*Excerpted text*:
-------------------------

Also, a potential danger? ? If she was already melting down and wasn’t harming others, I seriously doubt she would have hurt anyone.
Okay in regards to number one, there’s no evidence whatsoever that that happened here, so it’s moot. On the second one, that’s just people being dicks, but that’s not the airline’s fault.
I was on a flight once, sitting at a window in first class. My wife had a seat a row ahead on the other side at a window. They fucked up. A married couple got on the plane and weren’t sitting anywhere near each other, and after re-arranging the entire first class cabin (under our own initiative, not the airline’s initiative) everyone ended up happy and sitting next to who they wanted to. It took 10 minutes of maneuvering but we all ended up on a happy flight from Vegas to NY.
My point? When people want to work it out they can. I admit JetBlue was being dicks, but it wasn’t US Air (in our case) that re-arranged us in first class, it was us. We did it alone.

-------------------------

*Data for the task*:

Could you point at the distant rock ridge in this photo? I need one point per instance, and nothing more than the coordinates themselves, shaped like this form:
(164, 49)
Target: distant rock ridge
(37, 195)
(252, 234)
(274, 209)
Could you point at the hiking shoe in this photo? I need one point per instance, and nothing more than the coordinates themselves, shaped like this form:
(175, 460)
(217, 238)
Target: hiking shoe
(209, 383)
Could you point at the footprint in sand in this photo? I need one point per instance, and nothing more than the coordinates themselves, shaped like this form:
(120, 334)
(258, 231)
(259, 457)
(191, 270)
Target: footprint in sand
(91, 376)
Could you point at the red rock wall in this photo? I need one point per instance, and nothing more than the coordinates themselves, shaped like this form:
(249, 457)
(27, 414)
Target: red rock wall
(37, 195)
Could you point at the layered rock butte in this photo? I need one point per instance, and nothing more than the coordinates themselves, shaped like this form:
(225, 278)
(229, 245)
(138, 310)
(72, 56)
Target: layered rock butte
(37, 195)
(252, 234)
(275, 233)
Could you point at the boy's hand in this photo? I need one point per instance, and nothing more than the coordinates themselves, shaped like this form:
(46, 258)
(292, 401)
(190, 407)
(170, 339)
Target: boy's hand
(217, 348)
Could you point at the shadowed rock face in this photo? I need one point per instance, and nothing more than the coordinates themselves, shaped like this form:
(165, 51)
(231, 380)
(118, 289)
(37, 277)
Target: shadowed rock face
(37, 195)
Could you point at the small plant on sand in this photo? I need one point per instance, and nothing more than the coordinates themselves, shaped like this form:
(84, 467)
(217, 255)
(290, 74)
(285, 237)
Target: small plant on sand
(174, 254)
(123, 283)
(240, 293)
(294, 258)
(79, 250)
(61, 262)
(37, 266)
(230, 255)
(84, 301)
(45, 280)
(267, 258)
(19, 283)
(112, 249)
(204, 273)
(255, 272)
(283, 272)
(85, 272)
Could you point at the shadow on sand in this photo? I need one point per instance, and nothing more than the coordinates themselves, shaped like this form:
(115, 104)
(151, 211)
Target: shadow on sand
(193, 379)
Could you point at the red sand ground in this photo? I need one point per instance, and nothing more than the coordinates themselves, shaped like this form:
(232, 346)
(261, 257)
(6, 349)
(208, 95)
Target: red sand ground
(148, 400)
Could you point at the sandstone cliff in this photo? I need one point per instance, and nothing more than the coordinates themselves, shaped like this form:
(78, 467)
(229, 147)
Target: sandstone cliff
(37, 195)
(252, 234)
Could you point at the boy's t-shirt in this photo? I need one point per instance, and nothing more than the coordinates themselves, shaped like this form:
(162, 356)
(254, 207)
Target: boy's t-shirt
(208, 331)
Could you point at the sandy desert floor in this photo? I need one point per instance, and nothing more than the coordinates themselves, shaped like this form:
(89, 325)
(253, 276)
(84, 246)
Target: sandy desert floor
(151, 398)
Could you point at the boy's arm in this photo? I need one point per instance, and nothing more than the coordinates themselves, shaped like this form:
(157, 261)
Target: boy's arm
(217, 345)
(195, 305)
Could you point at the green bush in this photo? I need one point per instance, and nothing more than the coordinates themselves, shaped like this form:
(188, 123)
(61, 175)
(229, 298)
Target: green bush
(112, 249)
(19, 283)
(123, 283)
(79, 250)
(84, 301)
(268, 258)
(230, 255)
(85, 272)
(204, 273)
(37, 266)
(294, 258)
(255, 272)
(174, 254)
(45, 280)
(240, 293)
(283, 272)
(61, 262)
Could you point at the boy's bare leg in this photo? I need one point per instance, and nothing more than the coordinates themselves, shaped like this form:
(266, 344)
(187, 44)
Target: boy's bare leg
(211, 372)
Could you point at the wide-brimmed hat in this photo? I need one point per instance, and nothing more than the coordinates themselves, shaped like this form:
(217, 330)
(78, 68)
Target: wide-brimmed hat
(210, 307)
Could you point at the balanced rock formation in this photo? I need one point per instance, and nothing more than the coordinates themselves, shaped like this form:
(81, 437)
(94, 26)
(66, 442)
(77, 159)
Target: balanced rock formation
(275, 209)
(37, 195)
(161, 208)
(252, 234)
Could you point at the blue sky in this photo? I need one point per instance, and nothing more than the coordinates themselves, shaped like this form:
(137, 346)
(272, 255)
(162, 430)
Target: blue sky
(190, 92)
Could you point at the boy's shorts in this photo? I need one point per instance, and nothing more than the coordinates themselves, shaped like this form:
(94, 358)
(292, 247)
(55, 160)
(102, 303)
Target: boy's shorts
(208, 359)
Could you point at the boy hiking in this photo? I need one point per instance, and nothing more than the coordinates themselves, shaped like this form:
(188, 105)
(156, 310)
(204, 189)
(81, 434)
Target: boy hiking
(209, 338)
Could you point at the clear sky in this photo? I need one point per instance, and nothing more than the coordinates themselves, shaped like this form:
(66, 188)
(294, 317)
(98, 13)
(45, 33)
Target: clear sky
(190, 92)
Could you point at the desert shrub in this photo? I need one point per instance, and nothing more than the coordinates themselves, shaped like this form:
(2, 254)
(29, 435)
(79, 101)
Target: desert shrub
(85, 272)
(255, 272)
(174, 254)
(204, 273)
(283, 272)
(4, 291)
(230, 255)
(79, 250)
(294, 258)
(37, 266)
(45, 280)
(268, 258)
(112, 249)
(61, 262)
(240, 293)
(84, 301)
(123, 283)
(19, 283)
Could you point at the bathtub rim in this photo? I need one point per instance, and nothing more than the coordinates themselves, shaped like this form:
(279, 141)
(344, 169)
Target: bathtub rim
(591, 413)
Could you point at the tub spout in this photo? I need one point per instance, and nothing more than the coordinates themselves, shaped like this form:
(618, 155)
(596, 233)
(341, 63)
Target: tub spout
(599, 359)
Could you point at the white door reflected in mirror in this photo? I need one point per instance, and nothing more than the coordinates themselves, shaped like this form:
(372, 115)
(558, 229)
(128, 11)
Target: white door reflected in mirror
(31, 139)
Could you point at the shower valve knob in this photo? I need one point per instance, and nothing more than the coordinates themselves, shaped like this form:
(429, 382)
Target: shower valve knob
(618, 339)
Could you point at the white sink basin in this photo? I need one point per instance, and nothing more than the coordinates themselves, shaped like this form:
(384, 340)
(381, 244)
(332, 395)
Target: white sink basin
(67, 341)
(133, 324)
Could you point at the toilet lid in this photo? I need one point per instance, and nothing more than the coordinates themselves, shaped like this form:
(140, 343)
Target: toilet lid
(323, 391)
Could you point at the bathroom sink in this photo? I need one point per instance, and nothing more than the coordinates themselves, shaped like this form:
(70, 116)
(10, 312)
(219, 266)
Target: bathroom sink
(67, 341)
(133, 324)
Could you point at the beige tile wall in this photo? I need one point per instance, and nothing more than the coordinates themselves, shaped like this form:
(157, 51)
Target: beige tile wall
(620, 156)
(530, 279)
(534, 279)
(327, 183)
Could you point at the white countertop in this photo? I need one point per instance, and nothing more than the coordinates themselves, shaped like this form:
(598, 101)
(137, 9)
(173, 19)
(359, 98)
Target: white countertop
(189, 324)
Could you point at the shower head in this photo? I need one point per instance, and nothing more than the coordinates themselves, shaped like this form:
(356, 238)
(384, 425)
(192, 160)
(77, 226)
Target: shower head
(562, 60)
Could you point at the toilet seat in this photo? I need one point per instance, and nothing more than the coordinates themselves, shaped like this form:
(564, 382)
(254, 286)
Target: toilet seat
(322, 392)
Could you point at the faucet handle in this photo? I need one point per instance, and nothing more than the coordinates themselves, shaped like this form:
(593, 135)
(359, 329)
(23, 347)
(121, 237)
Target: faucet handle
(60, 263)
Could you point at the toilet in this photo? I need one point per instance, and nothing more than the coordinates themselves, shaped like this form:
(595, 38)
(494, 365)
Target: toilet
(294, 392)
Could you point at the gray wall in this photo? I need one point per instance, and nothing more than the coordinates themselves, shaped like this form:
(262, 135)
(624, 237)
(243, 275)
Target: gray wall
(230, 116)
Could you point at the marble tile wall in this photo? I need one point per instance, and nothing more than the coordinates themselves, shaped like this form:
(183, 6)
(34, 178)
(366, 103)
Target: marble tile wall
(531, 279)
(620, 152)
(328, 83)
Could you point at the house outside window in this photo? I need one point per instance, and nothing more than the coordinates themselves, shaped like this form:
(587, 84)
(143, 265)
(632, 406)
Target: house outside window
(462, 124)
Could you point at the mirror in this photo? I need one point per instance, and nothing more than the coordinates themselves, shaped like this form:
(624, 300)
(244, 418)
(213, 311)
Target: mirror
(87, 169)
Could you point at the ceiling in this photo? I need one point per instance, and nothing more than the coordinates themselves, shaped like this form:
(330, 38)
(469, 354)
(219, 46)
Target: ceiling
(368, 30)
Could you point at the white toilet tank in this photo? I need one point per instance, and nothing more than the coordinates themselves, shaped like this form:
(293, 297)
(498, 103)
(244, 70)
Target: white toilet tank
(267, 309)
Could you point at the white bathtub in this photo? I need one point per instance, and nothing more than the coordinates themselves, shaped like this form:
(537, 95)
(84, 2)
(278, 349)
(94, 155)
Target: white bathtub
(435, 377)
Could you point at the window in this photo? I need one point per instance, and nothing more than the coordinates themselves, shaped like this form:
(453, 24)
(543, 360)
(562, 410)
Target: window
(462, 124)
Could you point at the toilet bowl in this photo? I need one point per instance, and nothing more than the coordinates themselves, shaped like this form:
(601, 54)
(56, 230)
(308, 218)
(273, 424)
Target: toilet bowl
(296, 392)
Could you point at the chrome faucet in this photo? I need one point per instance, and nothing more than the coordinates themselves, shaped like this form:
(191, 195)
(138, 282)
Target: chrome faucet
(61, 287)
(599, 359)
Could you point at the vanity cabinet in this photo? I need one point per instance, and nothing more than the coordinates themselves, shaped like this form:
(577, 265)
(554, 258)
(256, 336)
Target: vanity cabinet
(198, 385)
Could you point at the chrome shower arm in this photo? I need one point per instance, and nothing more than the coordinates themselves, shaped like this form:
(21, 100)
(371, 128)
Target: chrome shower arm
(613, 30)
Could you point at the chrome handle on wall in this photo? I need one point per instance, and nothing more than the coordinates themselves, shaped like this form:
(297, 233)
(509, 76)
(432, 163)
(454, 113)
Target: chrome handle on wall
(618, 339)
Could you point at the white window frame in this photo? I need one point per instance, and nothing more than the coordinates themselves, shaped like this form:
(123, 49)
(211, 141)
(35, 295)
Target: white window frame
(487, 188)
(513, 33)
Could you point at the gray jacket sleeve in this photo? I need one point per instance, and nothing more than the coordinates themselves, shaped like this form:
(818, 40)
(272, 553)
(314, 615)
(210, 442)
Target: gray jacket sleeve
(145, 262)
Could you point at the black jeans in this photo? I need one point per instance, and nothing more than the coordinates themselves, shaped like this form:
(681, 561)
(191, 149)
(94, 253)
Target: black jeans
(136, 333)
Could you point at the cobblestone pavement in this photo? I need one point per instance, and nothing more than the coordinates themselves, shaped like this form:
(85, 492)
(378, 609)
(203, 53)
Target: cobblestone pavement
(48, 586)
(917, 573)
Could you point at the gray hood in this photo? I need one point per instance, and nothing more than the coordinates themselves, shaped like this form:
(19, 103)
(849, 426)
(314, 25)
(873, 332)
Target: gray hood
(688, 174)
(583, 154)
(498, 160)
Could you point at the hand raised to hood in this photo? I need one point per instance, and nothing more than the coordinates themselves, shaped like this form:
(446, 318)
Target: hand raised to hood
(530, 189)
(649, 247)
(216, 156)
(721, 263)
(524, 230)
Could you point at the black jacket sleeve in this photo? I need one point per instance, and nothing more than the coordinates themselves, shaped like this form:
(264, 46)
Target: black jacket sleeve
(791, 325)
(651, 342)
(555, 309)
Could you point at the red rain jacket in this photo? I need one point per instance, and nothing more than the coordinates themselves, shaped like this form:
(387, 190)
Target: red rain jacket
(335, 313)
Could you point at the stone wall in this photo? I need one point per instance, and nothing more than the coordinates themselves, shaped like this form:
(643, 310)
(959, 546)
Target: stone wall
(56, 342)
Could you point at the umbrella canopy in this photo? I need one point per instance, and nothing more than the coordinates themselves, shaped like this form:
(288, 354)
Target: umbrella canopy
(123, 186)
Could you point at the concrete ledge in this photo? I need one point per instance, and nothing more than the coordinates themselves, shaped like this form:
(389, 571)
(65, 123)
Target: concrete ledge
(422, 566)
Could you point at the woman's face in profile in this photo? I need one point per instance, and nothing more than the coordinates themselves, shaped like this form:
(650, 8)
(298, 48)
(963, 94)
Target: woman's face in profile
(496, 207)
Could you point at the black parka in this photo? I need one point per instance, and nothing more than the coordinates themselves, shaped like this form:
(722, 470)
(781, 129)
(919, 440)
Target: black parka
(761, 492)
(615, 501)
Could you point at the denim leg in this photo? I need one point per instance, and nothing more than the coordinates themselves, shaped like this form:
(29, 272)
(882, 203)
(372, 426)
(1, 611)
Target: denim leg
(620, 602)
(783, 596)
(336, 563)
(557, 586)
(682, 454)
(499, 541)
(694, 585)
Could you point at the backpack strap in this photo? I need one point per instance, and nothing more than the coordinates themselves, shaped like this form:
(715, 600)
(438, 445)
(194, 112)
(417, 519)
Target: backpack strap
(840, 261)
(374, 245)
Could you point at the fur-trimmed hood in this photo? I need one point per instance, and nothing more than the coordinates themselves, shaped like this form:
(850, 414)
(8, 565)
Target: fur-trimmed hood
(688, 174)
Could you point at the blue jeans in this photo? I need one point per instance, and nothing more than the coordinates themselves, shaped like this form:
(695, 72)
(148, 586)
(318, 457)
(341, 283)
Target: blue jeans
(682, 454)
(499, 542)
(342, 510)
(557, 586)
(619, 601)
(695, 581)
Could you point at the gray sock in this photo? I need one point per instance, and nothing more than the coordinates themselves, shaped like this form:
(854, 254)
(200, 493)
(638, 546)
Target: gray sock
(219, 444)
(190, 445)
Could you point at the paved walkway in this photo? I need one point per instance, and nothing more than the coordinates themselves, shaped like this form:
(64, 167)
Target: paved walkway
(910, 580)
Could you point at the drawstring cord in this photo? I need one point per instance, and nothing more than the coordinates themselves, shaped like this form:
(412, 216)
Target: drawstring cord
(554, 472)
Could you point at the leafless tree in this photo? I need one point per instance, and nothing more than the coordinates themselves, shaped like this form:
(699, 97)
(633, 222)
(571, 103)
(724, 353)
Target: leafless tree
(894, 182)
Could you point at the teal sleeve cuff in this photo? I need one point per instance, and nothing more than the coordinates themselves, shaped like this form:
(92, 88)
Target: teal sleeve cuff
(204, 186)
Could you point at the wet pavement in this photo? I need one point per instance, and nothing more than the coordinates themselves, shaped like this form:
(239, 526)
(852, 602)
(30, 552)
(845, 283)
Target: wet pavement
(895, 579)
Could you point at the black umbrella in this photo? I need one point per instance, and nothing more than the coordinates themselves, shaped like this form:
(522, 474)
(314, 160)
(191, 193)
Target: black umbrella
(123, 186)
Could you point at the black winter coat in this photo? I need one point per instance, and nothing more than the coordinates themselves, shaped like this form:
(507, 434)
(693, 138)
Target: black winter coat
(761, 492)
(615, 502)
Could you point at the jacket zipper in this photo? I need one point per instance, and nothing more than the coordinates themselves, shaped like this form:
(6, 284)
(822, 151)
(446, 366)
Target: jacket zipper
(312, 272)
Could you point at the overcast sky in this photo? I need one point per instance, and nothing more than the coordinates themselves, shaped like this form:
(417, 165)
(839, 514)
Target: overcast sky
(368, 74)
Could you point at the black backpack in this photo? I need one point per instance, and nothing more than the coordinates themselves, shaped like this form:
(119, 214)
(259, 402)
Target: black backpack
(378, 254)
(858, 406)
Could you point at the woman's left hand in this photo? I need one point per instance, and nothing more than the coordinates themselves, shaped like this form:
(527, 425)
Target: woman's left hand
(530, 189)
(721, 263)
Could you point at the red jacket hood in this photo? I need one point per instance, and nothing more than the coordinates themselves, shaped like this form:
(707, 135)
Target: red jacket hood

-------------------------

*Objectives*:
1 > Reproduce the airline seating comment between "I was on a flight" and "Vegas to NY.", inclusive, swapping "first class" out for "economy".
2 > Pick out and copy each line of the listing that contains the string "shrub", treating case as significant.

*Solutions for each task*:
1 >
I was on a flight once, sitting at a window in economy. My wife had a seat a row ahead on the other side at a window. They fucked up. A married couple got on the plane and weren’t sitting anywhere near each other, and after re-arranging the entire economy cabin (under our own initiative, not the airline’s initiative) everyone ended up happy and sitting next to who they wanted to. It took 10 minutes of maneuvering but we all ended up on a happy flight from Vegas to NY.

2 >
Could you point at the desert shrub in this photo? I need one point per instance, and nothing more than the coordinates themselves, shaped like this form:
Target: desert shrub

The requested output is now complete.